That is, I have several machines which access the same tree; a tar xf may be
running on one while one other is running rm -rf on it. Sample output from the
commands are:
tar: Cannot add file gcc-2.95.2/gcc/config/sparc/sol2-c1.asm: No such file or directory
tar: Error exit delayed from previous errors
and
tar: Cannot add file gcc-2.95.2/texinfo/util: No such file or directory
tar: Cannot add file gcc-2.95.2/install: No such file or directory
tar: Cannot add file gcc-2.95.2/gcc/config/i386/xm-cygwin.h: No such file or directory

It ran this way for about 4 hours, with an average traffic of about 3MB/s on
the gigabit ethernet; then in paniced with:
panic: ifree: range: dev = 0x1014, ino = 1954047342, fs = /users/disco1
 
Stopped in nfsd at      cpu_Debugger+0x4:       ret     zero,(ra)
db>
db> tr
cpu_Debugger() at cpu_Debugger+0x4
panic() at panic+0xec
ffs_freefile() at ffs_freefile+0x74
ffs_vfree() at ffs_vfree+0x2c
ufs_inactive() at ufs_inactive+0x140
vput() at vput+0xe4
nfsrv_readdirplus() at nfsrv_readdirplus+0x11a0
nfssvc_nfsd() at nfssvc_nfsd+0x628
sys_nfssvc() at sys_nfssvc+0x6f4
syscall() at syscall+0x1d0
XentSys() at XentSys+0x50
--- syscall (155, netbsd.sys_nfssvc) ---
--- user mode ---

I haven't done much investigations, but it appears that vput is called in
nfsrv_readdirplus() when an error occurs, or the file has gone. This looks 
like a race condition.

>How-To-Repeat:
	Concurrent and conflicting access to the same tree from several
	clients
>Fix:
	workaround: don't do that ! :)
>Release-Note:
>Audit-Trail:
>Unformatted:

—————

**BRIEF A**
Copy out the NFS panic report word for word, in full.

—————

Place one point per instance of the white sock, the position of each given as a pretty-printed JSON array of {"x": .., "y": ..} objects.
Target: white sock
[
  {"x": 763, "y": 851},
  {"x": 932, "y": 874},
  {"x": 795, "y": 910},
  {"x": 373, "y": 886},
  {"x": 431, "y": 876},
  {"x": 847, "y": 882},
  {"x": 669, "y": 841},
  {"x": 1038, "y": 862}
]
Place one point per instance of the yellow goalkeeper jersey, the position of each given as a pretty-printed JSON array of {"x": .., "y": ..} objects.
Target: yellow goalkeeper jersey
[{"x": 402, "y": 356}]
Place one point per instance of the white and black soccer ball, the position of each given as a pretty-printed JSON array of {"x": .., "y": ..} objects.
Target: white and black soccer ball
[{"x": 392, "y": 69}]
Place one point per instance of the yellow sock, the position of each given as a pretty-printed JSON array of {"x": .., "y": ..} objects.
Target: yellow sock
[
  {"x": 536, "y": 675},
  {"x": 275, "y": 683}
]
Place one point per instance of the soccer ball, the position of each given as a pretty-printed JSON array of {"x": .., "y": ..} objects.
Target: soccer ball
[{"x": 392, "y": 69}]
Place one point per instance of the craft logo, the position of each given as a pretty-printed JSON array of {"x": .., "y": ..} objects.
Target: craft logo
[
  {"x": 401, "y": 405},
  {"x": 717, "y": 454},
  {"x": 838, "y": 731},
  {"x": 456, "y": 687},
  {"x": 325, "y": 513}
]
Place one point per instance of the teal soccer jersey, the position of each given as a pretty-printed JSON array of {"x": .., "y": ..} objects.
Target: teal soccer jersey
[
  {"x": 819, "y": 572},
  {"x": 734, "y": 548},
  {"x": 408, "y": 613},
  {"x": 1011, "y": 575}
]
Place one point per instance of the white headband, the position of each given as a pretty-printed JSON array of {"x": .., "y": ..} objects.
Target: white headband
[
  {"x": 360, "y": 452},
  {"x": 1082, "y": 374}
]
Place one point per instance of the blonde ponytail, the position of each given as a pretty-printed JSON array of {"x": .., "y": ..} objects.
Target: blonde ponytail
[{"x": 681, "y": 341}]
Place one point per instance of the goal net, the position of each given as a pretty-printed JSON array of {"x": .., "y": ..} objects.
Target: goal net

—————

**BRIEF B**
In the records, update the part that opens with the line containing "Place one point per instance of the teal" and continues through the end of the records by changing "headband" to "sweatband" and leaving everything else unchanged. Return only those lines.

**COMPLETE ANSWER A**
That is, I have several machines which access the same tree; a tar xf may be
running on one while one other is running rm -rf on it. Sample output from the
commands are:
tar: Cannot add file gcc-2.95.2/gcc/config/sparc/sol2-c1.asm: No such file or directory
tar: Error exit delayed from previous errors
and
tar: Cannot add file gcc-2.95.2/texinfo/util: No such file or directory
tar: Cannot add file gcc-2.95.2/install: No such file or directory
tar: Cannot add file gcc-2.95.2/gcc/config/i386/xm-cygwin.h: No such file or directory

It ran this way for about 4 hours, with an average traffic of about 3MB/s on
the gigabit ethernet; then in paniced with:
panic: ifree: range: dev = 0x1014, ino = 1954047342, fs = /users/disco1
 
Stopped in nfsd at      cpu_Debugger+0x4:       ret     zero,(ra)
db>
db> tr
cpu_Debugger() at cpu_Debugger+0x4
panic() at panic+0xec
ffs_freefile() at ffs_freefile+0x74
ffs_vfree() at ffs_vfree+0x2c
ufs_inactive() at ufs_inactive+0x140
vput() at vput+0xe4
nfsrv_readdirplus() at nfsrv_readdirplus+0x11a0
nfssvc_nfsd() at nfssvc_nfsd+0x628
sys_nfssvc() at sys_nfssvc+0x6f4
syscall() at syscall+0x1d0
XentSys() at XentSys+0x50
--- syscall (155, netbsd.sys_nfssvc) ---
--- user mode ---

I haven't done much investigations, but it appears that vput is called in
nfsrv_readdirplus() when an error occurs, or the file has gone. This looks 
like a race condition.

>How-To-Repeat:
	Concurrent and conflicting access to the same tree from several
	clients
>Fix:
	workaround: don't do that ! :)
>Release-Note:
>Audit-Trail:
>Unformatted:

**COMPLETE ANSWER B**
Place one point per instance of the teal soccer jersey, the position of each given as a pretty-printed JSON array of {"x": .., "y": ..} objects.
Target: teal soccer jersey
[
  {"x": 819, "y": 572},
  {"x": 734, "y": 548},
  {"x": 408, "y": 613},
  {"x": 1011, "y": 575}
]
Place one point per instance of the white sweatband, the position of each given as a pretty-printed JSON array of {"x": .., "y": ..} objects.
Target: white sweatband
[
  {"x": 360, "y": 452},
  {"x": 1082, "y": 374}
]
Place one point per instance of the blonde ponytail, the position of each given as a pretty-printed JSON array of {"x": .., "y": ..} objects.
Target: blonde ponytail
[{"x": 681, "y": 341}]
Place one point per instance of the goal net, the position of each given as a pretty-printed JSON array of {"x": .., "y": ..} objects.
Target: goal net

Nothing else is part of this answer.